▼
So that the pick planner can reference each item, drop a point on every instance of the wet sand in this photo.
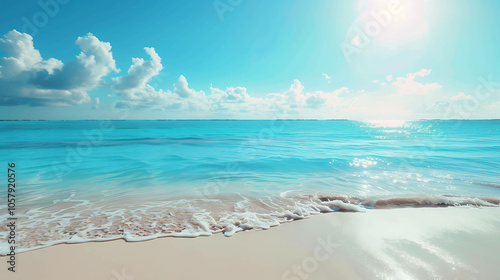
(408, 243)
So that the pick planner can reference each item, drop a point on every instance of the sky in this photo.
(242, 59)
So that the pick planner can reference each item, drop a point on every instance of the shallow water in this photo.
(87, 180)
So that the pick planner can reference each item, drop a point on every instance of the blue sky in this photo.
(367, 59)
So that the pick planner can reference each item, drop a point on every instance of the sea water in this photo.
(100, 180)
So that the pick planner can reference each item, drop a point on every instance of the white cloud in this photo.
(27, 79)
(328, 78)
(408, 86)
(460, 96)
(95, 103)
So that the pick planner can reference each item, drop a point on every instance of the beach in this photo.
(406, 243)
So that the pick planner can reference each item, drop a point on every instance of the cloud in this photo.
(409, 86)
(460, 96)
(328, 78)
(134, 84)
(95, 103)
(27, 79)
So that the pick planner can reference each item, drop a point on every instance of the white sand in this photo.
(430, 243)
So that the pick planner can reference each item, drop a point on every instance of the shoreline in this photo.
(405, 243)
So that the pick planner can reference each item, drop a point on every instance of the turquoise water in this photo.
(85, 180)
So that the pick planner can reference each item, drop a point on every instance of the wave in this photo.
(76, 221)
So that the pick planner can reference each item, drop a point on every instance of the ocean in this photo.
(79, 181)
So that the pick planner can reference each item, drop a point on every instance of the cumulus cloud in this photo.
(95, 103)
(328, 78)
(27, 79)
(409, 86)
(460, 96)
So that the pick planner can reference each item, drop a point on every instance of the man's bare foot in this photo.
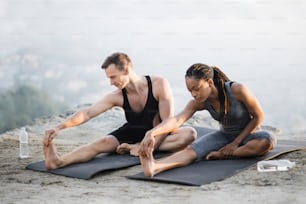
(52, 160)
(214, 155)
(125, 148)
(148, 165)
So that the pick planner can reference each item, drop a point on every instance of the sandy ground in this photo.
(18, 185)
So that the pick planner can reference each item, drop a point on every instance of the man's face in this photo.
(118, 78)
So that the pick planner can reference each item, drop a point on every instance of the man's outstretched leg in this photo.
(82, 154)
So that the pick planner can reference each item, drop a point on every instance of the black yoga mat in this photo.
(205, 172)
(99, 164)
(89, 169)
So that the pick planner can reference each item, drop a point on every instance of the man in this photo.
(146, 101)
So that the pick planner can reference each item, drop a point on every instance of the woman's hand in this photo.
(147, 145)
(229, 149)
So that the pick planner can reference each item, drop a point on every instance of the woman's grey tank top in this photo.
(237, 117)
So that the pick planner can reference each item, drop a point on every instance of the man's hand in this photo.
(50, 135)
(147, 145)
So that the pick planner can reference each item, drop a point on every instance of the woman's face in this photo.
(200, 89)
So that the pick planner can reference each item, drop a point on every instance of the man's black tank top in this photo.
(146, 116)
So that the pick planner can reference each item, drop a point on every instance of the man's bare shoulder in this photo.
(159, 81)
(114, 97)
(160, 86)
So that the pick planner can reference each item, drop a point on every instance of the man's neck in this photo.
(136, 83)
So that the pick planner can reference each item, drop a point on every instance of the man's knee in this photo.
(187, 135)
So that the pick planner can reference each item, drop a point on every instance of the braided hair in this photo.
(203, 71)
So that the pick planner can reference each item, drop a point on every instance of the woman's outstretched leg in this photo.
(152, 167)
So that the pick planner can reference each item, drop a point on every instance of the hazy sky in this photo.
(262, 43)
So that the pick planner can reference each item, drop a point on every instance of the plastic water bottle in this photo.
(23, 143)
(275, 165)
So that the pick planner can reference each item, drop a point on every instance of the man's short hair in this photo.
(121, 60)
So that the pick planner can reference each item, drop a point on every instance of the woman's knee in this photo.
(190, 134)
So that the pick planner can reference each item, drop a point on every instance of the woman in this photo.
(231, 103)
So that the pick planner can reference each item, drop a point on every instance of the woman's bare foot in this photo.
(125, 148)
(148, 165)
(52, 160)
(214, 155)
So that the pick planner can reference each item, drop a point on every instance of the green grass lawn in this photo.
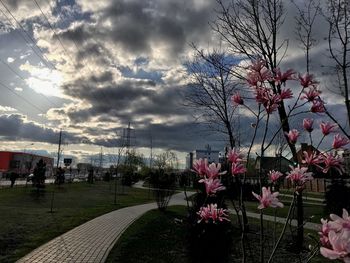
(26, 223)
(158, 237)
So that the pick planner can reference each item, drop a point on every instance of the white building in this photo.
(207, 153)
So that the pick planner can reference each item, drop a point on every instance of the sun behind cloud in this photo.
(43, 80)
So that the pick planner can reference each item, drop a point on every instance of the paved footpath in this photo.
(92, 241)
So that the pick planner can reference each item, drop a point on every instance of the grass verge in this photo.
(26, 222)
(162, 238)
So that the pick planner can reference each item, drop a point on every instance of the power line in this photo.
(43, 57)
(66, 52)
(23, 79)
(24, 99)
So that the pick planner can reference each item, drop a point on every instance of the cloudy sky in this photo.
(91, 67)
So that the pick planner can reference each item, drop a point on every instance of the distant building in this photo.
(22, 163)
(305, 148)
(346, 156)
(84, 168)
(207, 153)
(277, 163)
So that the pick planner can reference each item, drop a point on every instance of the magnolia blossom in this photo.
(311, 94)
(212, 213)
(275, 175)
(237, 168)
(299, 175)
(212, 185)
(340, 246)
(338, 223)
(234, 156)
(267, 98)
(307, 80)
(317, 106)
(237, 99)
(292, 136)
(339, 141)
(311, 158)
(268, 199)
(286, 94)
(307, 124)
(335, 237)
(327, 127)
(332, 160)
(200, 166)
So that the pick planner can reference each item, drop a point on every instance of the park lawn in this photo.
(26, 221)
(158, 237)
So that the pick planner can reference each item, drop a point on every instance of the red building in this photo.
(22, 163)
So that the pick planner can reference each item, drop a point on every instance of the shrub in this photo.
(164, 185)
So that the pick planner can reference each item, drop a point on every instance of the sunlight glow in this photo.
(44, 80)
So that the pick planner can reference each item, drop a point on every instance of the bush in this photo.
(164, 185)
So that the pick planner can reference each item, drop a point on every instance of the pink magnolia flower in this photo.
(340, 223)
(200, 166)
(237, 99)
(212, 185)
(213, 170)
(299, 175)
(281, 78)
(307, 80)
(268, 199)
(339, 141)
(275, 175)
(327, 128)
(257, 65)
(325, 228)
(237, 168)
(286, 94)
(317, 106)
(332, 161)
(339, 246)
(307, 123)
(311, 95)
(292, 136)
(273, 103)
(234, 156)
(335, 237)
(212, 213)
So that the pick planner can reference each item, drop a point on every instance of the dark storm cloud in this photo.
(138, 26)
(127, 100)
(172, 136)
(13, 127)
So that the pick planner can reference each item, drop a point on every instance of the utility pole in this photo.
(151, 154)
(101, 161)
(59, 149)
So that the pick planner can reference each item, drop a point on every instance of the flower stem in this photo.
(283, 230)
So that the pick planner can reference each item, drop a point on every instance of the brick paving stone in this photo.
(93, 240)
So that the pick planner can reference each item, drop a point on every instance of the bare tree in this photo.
(209, 92)
(338, 17)
(307, 14)
(250, 28)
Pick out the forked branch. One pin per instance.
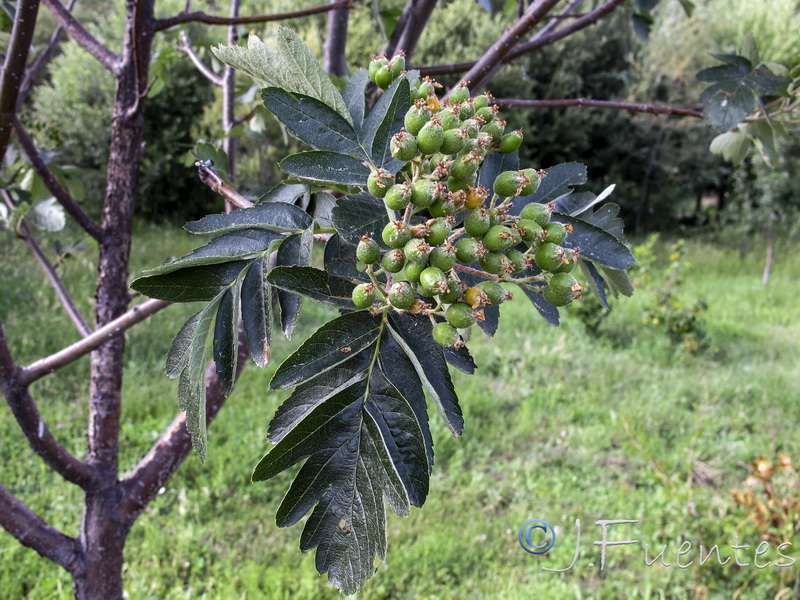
(33, 426)
(61, 195)
(43, 366)
(536, 42)
(82, 36)
(204, 69)
(479, 74)
(32, 531)
(52, 275)
(652, 109)
(201, 17)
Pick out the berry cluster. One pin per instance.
(443, 144)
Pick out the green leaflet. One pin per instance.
(596, 244)
(362, 430)
(291, 66)
(326, 167)
(312, 121)
(330, 345)
(314, 283)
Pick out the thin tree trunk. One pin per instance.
(335, 45)
(229, 105)
(770, 256)
(103, 530)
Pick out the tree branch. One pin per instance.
(32, 72)
(63, 196)
(333, 49)
(30, 421)
(32, 531)
(584, 21)
(81, 35)
(410, 26)
(555, 20)
(652, 109)
(44, 366)
(210, 177)
(14, 68)
(201, 17)
(52, 276)
(204, 69)
(229, 104)
(154, 470)
(479, 74)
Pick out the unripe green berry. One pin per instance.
(431, 278)
(540, 213)
(440, 231)
(548, 257)
(416, 117)
(423, 192)
(459, 93)
(379, 182)
(460, 315)
(500, 237)
(455, 184)
(401, 295)
(375, 65)
(496, 293)
(556, 232)
(468, 109)
(368, 251)
(477, 222)
(453, 141)
(473, 126)
(494, 263)
(509, 183)
(517, 259)
(482, 101)
(495, 128)
(417, 251)
(468, 250)
(398, 196)
(445, 335)
(533, 182)
(396, 234)
(452, 294)
(476, 196)
(426, 88)
(487, 113)
(443, 257)
(442, 207)
(562, 289)
(529, 231)
(393, 261)
(364, 295)
(398, 64)
(403, 146)
(450, 118)
(465, 166)
(414, 270)
(511, 142)
(431, 136)
(384, 77)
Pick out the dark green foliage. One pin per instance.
(357, 419)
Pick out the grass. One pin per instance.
(560, 426)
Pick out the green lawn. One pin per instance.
(559, 426)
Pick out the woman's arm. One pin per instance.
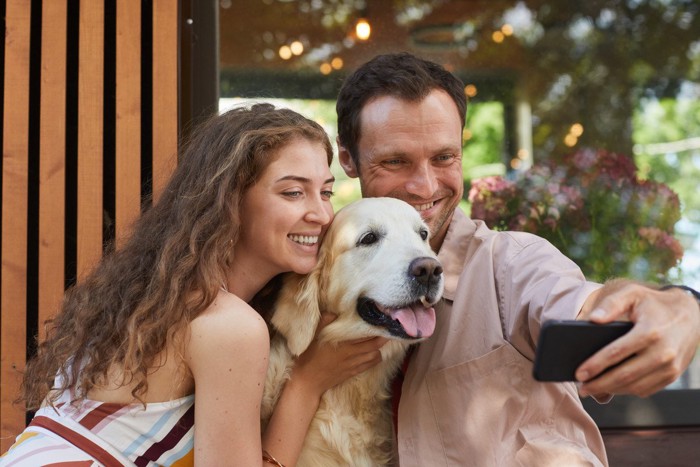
▲
_What is required:_ Reproduce precisely the lines of the listing above, from the line containing "Pick out the berry" to the last line, both ends included. Pictures are to be omitted.

_Output for this exercise:_
Pick out the berry cluster. One pin per instance.
(443, 144)
Pick out the green leaflet. One pin per instance.
(596, 244)
(362, 430)
(291, 66)
(326, 167)
(312, 121)
(330, 345)
(314, 283)
Pick out the thin tree trunk. One pin per instance.
(335, 45)
(229, 105)
(770, 256)
(103, 530)
Pick out the tree branch. One pin per instance.
(32, 72)
(63, 196)
(333, 49)
(30, 421)
(32, 531)
(584, 21)
(81, 35)
(410, 26)
(555, 20)
(652, 109)
(44, 366)
(210, 177)
(14, 68)
(201, 17)
(52, 276)
(204, 69)
(229, 104)
(154, 470)
(479, 74)
Pick out the unripe green berry. One pin per instance.
(431, 278)
(540, 213)
(440, 231)
(548, 257)
(416, 117)
(423, 192)
(459, 93)
(379, 182)
(460, 315)
(500, 237)
(455, 184)
(401, 295)
(375, 65)
(496, 293)
(556, 232)
(468, 109)
(368, 251)
(477, 222)
(453, 141)
(473, 126)
(494, 263)
(509, 183)
(517, 259)
(482, 101)
(495, 128)
(417, 251)
(468, 250)
(398, 196)
(445, 335)
(533, 182)
(396, 234)
(452, 294)
(476, 196)
(426, 88)
(487, 113)
(443, 257)
(442, 207)
(562, 289)
(529, 231)
(393, 261)
(364, 295)
(398, 64)
(403, 146)
(450, 118)
(465, 166)
(414, 270)
(511, 142)
(431, 136)
(384, 77)
Pick out the dark green foliage. One pin per instance.
(357, 419)
Pick out the grass. One pin per instance.
(560, 426)
Pick out the green lawn. One pin per instance.
(559, 426)
Pick out the woman's arm. One pin per instance.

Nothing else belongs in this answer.